►

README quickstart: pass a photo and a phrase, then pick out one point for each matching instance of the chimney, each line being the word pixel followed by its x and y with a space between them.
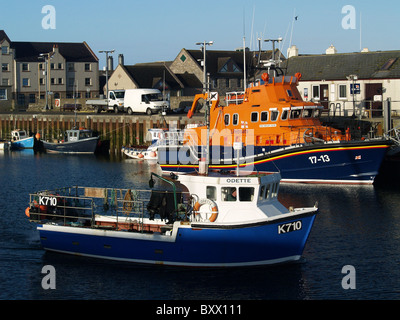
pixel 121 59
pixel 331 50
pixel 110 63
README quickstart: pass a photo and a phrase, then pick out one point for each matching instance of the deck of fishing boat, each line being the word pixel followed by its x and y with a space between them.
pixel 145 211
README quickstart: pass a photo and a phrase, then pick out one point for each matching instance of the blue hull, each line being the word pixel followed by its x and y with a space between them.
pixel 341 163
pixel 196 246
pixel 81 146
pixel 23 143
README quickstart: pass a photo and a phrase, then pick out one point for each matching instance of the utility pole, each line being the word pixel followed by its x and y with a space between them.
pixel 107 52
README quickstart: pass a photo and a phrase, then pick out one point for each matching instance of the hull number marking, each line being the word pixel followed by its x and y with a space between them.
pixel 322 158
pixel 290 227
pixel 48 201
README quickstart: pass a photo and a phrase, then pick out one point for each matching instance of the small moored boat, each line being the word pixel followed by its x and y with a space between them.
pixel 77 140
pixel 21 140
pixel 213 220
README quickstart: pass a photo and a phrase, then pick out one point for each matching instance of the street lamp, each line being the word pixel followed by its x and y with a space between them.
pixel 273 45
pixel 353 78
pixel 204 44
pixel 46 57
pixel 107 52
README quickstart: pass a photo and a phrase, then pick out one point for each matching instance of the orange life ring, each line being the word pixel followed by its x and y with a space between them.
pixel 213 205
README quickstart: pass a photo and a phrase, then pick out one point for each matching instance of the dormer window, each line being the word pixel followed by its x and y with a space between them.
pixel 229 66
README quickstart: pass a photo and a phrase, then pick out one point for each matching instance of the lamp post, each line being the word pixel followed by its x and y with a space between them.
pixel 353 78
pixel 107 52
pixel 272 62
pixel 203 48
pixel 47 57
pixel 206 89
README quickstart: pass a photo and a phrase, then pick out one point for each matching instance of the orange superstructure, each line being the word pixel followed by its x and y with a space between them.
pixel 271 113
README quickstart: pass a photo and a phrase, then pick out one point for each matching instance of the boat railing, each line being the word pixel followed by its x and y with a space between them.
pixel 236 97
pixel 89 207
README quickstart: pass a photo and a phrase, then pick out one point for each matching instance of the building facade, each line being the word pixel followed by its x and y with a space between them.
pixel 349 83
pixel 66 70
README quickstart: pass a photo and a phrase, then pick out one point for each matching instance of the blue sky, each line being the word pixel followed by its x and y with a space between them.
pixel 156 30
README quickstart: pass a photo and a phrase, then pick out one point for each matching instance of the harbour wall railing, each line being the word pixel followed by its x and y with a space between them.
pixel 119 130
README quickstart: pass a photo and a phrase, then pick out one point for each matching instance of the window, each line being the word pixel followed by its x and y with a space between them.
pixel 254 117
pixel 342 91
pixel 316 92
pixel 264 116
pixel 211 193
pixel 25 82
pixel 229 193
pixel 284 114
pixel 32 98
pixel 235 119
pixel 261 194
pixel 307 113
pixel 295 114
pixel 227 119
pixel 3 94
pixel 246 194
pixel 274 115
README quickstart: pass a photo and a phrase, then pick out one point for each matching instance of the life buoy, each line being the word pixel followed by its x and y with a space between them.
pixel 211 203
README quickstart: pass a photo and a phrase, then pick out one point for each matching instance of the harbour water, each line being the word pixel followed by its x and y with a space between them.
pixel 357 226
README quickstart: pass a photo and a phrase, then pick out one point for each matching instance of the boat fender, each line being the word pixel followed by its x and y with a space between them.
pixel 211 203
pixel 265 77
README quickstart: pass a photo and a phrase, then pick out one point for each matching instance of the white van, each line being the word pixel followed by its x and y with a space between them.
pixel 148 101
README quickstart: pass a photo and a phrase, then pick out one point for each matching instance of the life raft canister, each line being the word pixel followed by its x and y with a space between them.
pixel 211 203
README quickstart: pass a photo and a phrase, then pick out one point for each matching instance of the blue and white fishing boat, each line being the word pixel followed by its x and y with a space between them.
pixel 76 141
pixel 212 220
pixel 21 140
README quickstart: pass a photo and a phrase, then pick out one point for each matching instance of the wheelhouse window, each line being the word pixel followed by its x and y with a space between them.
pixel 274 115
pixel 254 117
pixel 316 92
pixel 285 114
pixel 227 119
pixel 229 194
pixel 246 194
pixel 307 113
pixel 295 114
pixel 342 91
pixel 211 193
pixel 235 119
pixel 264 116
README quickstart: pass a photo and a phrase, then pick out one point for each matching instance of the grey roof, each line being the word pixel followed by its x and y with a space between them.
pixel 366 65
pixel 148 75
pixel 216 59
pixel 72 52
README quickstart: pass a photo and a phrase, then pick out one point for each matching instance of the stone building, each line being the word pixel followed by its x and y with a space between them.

◄
►

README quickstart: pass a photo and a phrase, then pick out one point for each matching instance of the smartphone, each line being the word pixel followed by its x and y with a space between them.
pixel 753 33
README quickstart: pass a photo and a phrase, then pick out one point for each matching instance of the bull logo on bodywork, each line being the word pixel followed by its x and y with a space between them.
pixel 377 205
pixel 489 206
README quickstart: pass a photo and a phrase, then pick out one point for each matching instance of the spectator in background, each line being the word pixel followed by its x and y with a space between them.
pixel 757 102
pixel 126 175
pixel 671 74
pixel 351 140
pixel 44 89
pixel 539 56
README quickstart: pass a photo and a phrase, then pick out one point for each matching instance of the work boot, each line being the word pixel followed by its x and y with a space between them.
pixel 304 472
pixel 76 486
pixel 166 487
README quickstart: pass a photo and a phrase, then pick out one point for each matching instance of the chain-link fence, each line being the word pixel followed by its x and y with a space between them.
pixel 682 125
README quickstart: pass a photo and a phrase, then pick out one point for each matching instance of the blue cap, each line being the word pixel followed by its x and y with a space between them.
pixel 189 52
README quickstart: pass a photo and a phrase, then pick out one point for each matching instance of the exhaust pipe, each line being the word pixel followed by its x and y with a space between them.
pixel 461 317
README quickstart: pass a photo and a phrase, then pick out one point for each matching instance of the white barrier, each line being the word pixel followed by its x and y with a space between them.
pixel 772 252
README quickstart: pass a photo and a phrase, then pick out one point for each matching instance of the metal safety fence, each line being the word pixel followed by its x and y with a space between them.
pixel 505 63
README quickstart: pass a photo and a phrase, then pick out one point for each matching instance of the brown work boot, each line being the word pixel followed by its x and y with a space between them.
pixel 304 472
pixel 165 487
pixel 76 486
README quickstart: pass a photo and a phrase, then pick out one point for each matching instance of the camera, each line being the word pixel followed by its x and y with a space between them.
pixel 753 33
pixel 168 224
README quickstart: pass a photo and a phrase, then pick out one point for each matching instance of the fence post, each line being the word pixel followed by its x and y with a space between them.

◄

> _Task_
Please make an exact copy of the lines above from the line with "the camera, each" through the line with "of the fence", both ends included.

> _Reply_
README quickstart: pass a photo and a phrase, then pick out one point for each matching instance of the camera, each line being the word pixel followed by its x and y with a space between them.
pixel 753 33
pixel 168 224
README quickstart: pass a photo and a phrase, then pick out one point for each matching instance of the fence post, each line being the word pixel followed by its x and y with a space between them.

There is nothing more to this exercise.